## DATASET ENTRIES
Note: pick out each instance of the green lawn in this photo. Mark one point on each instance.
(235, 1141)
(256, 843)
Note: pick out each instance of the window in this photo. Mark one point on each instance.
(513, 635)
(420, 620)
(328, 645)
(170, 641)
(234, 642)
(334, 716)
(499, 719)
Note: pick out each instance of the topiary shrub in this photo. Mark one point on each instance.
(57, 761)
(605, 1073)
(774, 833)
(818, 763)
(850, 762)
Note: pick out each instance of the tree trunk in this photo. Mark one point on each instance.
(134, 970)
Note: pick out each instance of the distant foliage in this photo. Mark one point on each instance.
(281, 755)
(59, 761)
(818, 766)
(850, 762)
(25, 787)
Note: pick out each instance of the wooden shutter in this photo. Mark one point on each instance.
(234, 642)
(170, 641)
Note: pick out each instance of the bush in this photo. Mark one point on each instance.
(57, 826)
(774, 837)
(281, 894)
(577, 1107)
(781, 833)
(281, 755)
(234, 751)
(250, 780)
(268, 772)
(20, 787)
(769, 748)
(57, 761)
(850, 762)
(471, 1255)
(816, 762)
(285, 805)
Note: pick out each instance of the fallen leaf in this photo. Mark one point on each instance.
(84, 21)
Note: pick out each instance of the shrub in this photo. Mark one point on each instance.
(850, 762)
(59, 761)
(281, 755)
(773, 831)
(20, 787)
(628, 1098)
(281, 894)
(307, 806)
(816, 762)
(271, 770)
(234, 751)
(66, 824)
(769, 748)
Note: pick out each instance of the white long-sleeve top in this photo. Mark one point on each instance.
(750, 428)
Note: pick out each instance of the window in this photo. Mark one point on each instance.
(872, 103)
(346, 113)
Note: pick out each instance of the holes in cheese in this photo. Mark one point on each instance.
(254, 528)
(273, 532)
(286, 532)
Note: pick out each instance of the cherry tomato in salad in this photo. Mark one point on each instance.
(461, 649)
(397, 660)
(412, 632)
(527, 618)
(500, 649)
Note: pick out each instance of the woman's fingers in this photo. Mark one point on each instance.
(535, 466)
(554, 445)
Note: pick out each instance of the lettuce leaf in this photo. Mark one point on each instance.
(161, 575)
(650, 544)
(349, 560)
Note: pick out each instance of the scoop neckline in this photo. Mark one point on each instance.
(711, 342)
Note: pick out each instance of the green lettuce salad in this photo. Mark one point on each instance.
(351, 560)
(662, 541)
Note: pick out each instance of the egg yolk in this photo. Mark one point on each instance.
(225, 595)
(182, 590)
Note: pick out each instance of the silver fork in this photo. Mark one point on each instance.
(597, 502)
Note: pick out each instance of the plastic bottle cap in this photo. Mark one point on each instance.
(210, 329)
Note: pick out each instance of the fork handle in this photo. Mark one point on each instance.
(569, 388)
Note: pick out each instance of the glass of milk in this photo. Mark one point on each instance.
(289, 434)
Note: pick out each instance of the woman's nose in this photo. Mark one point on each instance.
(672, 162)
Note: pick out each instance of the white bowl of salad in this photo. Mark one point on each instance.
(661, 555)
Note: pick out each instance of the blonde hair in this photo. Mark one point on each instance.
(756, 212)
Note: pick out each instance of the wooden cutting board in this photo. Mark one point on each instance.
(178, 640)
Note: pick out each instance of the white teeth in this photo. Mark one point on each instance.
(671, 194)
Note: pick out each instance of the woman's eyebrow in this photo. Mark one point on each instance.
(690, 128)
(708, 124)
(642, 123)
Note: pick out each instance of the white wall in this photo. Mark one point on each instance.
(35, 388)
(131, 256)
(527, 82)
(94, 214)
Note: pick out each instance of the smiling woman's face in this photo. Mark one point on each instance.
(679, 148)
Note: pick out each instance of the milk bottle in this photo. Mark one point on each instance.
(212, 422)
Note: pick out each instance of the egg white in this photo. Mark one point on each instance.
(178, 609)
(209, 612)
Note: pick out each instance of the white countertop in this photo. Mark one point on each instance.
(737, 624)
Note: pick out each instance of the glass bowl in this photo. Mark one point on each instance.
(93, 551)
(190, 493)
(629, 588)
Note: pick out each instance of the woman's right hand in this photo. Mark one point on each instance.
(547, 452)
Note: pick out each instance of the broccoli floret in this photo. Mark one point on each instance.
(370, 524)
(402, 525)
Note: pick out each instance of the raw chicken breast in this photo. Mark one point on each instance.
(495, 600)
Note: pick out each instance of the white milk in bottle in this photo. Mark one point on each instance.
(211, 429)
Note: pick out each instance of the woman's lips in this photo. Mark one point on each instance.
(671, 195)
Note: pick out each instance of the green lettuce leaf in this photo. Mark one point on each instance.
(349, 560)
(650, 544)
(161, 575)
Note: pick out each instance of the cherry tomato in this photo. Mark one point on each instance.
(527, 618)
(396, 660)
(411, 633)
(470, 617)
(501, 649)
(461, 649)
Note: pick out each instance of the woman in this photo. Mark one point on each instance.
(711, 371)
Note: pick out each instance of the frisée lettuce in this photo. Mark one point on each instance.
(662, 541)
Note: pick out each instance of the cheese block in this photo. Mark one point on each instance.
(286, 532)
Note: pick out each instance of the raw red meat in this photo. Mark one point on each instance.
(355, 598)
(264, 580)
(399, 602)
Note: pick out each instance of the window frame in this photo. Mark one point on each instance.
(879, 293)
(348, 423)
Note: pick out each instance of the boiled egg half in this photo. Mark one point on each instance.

## EXERCISE
Retype the records that precede this task, keeping them exactly the same.

## ANSWER TO THIS TASK
Note: pick out each instance of the green lawn in this photo. Mark one point on each instance.
(235, 1141)
(256, 843)
Note: pick out each instance of the window in this photo. Mark one point on each instance.
(513, 635)
(420, 620)
(328, 645)
(170, 641)
(234, 642)
(334, 716)
(499, 719)
Note: pick out each instance of the topiary shrub in this photo. Mark one point on each instance.
(57, 761)
(605, 1073)
(774, 833)
(818, 763)
(850, 762)
Note: pick out each instance of the tree trunk in this photo. Mark one point on each instance.
(134, 970)
Note: pick out each instance of the distant foliage in this photo. Mark one point on each instance.
(281, 755)
(59, 761)
(818, 766)
(850, 762)
(25, 787)
Note: pick out each instance of the wooden shutter in this photo. Mark one point on each instance.
(234, 642)
(170, 641)
Note: pick out each instance of the bush in this photo. Mark one point on each instance.
(57, 826)
(774, 837)
(281, 894)
(577, 1107)
(781, 833)
(281, 755)
(234, 751)
(250, 780)
(268, 772)
(20, 787)
(769, 748)
(57, 761)
(850, 762)
(471, 1255)
(816, 762)
(285, 805)
Note: pick out each instance of the fallen leaf in this photo. Mark one point on each instance.
(84, 21)
Note: pick out each instance of the shrub in this photo. Mark one point on each instance.
(850, 762)
(59, 761)
(281, 755)
(773, 831)
(20, 787)
(628, 1098)
(281, 894)
(307, 806)
(816, 762)
(271, 770)
(234, 751)
(66, 824)
(769, 748)
Note: pick out each instance of the white long-sleeve top in this photo. Mark one point on each instance.
(750, 428)
Note: pick out each instance of the window in this photo. Mark one point on each instance.
(872, 103)
(346, 113)
Note: pick out each instance of the holes in cheese in this photo. Mark one point on each instance.
(254, 528)
(273, 532)
(286, 532)
Note: pick out each instance of the cherry tomato in salad in this photo. Mark one point on each instance.
(461, 649)
(397, 660)
(412, 632)
(527, 618)
(500, 649)
Note: pick out each instance of the woman's fingers in this photo. Mark one point on each instance.
(535, 466)
(554, 445)
Note: pick out each instance of the lettuce leaf in this photo. Mark one point on each instance.
(161, 575)
(650, 544)
(349, 560)
Note: pick out each instance of the scoop neckline in this photo. Mark one point on each instance.
(711, 342)
Note: pick out each instance of the green lettuce salad in this photo. Mark one point on each instance.
(351, 560)
(662, 541)
Note: pick out each instance of the egg yolk in this photo. Mark one point on each instance.
(225, 595)
(182, 590)
Note: pick out each instance of the silver fork in this photo. Mark one point on each instance.
(597, 502)
Note: pick out each instance of the plastic bottle cap in this photo. Mark one point on each instance.
(210, 329)
Note: pick out each instance of the fork handle in this photo. Mark one point on each instance.
(569, 388)
Note: pick out each instance of the glass of milk in this photo. Mark one point on each instance.
(289, 434)
Note: pick out each instance of the woman's nose in this photo. Mark one point on each instance.
(672, 162)
Note: pick out each instance of the white bowl of salad in this photo. Mark one point on each instance.
(661, 555)
Note: pick out each instance of the blonde hair in this photo. Mark one point on each instance.
(756, 212)
Note: pick out each instance of the wooden cutting board in this photo. Mark one point on each instance.
(178, 640)
Note: pick out each instance of the white teeth in this photo. Mark one point on each instance.
(671, 194)
Note: pick out each instance of the woman's eyebrow in this photo. Mark one point on each instance.
(690, 128)
(708, 124)
(642, 123)
Note: pick out each instance of the white wall in this photo. Mark one point on each instance.
(35, 388)
(131, 256)
(527, 82)
(94, 214)
Note: pick out each instance of the smiling woman's face in this photo. Mark one point on each instance.
(679, 148)
Note: pick out each instance of the milk bottle in this photo. Mark one point on each instance.
(212, 422)
Note: pick out each instance of the egg white in this photo. Mark one point on each instance.
(178, 609)
(209, 612)
Note: pick out each instance of the white countertop in this photo. Mark one point on each instance.
(737, 624)
Note: pick out each instance of the glass bowl in this photo. Mark one point on each instance.
(93, 551)
(190, 493)
(629, 588)
Note: pick out each instance of the woman's right hand in this photo. Mark one point on each instance.
(547, 452)
Note: pick out each instance of the broccoli floret in this photo. Mark one point on each instance.
(370, 524)
(402, 525)
Note: pick out each instance of the raw chicken breast in this photo. Mark one point on each instance.
(495, 600)
Note: pick out each instance of the white milk in bottle in this photo. Mark one point on each instance.
(211, 429)
Note: pick out each instance of the woman's lips in this photo. Mark one point on each instance.
(671, 195)
Note: pick out each instance of the green lettuce leaf in this photo. Mark one point on each instance.
(349, 560)
(650, 544)
(161, 575)
Note: pick out each instance of the cherry tomato in this photo. Mark one point on each instance.
(527, 618)
(396, 660)
(411, 633)
(470, 617)
(501, 649)
(461, 649)
Note: pick out each instance of the woman in this photo. Mark one point on each instance.
(711, 371)
Note: pick out each instance of the frisée lettuce in this photo. Mark one point on each instance.
(662, 541)
Note: pick out each instance of the cheese block in this photo. Mark one point on each instance.
(286, 532)
Note: pick out each instance of the raw red meat in this photo. Mark one point on each instance.
(355, 598)
(264, 580)
(399, 602)
Note: pick out each instance of the window frame in this photo. Mark one point on each instance.
(879, 293)
(348, 423)
Note: pick out each instance of the boiled egg half in this photo. Mark one point on each instance.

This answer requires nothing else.